Continue the article about the McBride hospital room dedicated to Doctor Geoffrey Cowburn, picking up after its final sentence.

Reading text >>
>>>>>

By Frank Green

McBride doctor Cowburn room dedication

When asked about what Doctor Geoffrey Cowburn has meant to McBride, Nicolaas Mortensen immediately shot up a finger. It had a small scar from a long-ago stitching after a nail had left him bloody. Mortensen had no problem with the medical handiwork. Cowburn had literally left a mark on his life.

That seemed to be the case for nearly everyone at a ceremony last week renaming a room at the McBride and District Hospital in Cowburn’s honor. People spoke of his compassion and special kindnesses, and then inevitably said that Cowburn had either delivered them, or their mother or their child.

That’s what happens when you’ve been a small town doctor for nearly 50 years

“My husband said to say thank you for delivering him,” McBride Mayor Loranne Martin said at the ceremony.

The community would be nowhere without Cowburn, Martin added.

Cowburn was born and raised in England. He worked there as a doctor for more than a decade, until the late 1960s, when he decided to leave because of what he called “excess socialistic principles.”

“I didn’t like the idea of giving up all the things we’ve been brought up on,” Cowburn said. “Tradition, enterprise, freedom of speech.”

And so he left for the wilderness of British Columbia. He was 40 years old.

<<<<<

Data >>
>>>>>

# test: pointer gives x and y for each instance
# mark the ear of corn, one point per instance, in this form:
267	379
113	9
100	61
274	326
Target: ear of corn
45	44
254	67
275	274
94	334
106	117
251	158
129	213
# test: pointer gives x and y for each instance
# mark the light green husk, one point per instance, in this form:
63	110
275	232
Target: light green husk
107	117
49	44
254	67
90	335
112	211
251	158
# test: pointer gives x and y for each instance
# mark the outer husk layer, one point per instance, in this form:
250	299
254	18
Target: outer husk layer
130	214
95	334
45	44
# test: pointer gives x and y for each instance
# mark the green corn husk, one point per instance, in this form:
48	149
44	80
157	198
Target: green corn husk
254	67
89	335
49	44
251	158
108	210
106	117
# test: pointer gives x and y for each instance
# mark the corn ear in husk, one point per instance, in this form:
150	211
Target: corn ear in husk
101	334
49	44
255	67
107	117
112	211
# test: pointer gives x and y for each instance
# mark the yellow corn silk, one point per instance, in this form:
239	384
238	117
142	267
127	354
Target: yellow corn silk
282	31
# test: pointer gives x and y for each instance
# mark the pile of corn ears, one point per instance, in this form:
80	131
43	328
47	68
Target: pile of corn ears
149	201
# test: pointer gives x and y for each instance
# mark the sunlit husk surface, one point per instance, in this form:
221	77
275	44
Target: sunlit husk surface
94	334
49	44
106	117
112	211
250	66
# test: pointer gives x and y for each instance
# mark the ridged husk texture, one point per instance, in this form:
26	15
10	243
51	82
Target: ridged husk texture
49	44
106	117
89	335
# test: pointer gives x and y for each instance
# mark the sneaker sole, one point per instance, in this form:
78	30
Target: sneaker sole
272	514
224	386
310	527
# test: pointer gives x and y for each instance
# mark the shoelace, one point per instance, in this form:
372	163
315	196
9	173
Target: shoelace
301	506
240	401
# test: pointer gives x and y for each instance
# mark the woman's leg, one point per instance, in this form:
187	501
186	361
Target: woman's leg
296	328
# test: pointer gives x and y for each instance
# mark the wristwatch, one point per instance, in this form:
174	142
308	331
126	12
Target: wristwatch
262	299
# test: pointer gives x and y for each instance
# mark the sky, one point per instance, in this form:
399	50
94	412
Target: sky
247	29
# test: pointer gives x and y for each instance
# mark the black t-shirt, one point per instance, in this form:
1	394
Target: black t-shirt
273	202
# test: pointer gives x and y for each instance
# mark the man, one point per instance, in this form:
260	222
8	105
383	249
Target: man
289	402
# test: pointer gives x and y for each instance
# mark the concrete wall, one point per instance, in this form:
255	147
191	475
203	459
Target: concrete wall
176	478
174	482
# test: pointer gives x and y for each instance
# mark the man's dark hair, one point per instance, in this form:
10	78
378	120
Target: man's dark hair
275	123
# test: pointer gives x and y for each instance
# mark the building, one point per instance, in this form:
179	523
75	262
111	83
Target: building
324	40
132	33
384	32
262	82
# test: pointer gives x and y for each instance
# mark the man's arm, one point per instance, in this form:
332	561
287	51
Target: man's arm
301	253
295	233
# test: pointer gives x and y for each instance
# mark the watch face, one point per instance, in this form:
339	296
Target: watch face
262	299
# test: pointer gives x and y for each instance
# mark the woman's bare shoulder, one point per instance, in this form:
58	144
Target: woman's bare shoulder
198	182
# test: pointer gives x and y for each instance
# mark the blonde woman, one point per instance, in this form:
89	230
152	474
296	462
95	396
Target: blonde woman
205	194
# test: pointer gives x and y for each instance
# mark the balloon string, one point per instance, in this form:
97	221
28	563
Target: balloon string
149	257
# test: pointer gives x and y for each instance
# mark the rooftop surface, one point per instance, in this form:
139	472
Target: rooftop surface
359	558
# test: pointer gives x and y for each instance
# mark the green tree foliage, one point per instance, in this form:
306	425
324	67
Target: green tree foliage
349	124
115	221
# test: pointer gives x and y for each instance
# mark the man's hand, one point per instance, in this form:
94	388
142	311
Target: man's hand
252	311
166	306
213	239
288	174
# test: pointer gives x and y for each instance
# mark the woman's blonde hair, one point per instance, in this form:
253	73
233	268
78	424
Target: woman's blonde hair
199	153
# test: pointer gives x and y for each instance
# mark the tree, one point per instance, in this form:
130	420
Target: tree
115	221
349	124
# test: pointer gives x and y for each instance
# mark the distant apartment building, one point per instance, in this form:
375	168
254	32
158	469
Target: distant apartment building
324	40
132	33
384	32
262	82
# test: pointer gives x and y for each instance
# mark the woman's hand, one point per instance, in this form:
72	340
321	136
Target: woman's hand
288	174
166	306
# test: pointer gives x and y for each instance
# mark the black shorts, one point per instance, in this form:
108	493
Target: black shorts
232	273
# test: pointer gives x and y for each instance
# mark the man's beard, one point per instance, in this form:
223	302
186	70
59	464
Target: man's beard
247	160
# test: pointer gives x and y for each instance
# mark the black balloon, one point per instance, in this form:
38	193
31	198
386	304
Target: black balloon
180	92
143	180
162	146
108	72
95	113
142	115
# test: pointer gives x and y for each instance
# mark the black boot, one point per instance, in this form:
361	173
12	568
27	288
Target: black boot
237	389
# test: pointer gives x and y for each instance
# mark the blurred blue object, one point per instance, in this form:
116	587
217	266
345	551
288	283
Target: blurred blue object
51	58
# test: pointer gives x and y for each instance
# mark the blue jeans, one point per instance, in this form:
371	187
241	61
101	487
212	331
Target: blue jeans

<<<<<

Answer space >>
He initially planned to work in Vanderhoof. But an acquaintance of his was the lone doctor in the Robson Valley, and desperate for help, so Cowburn changed his plans. Then that doctor left, however, leaving Cowburn in the same position. Cowburn was the only doctor in the Valley for several years, he recalled.

But he was an especially mobile doctor. He used to fly his plane into Blue River to see patients and deliver prescriptions—Highway 16 wasn’t yet finished when he arrived. And when Cowburn took a break to fly for fun, the hospital ran a white sheet up to the roof to signal to him when there was a patient for him to see.

Above all, Cowburn is a doctor worth celebrating because he lived and worked in McBride for so long, well-wishers said.

“He stayed!” explained Charlie Leake, Cowburn’s longtime flying partner and patient. “Others came and went. That’s the big difference right there.”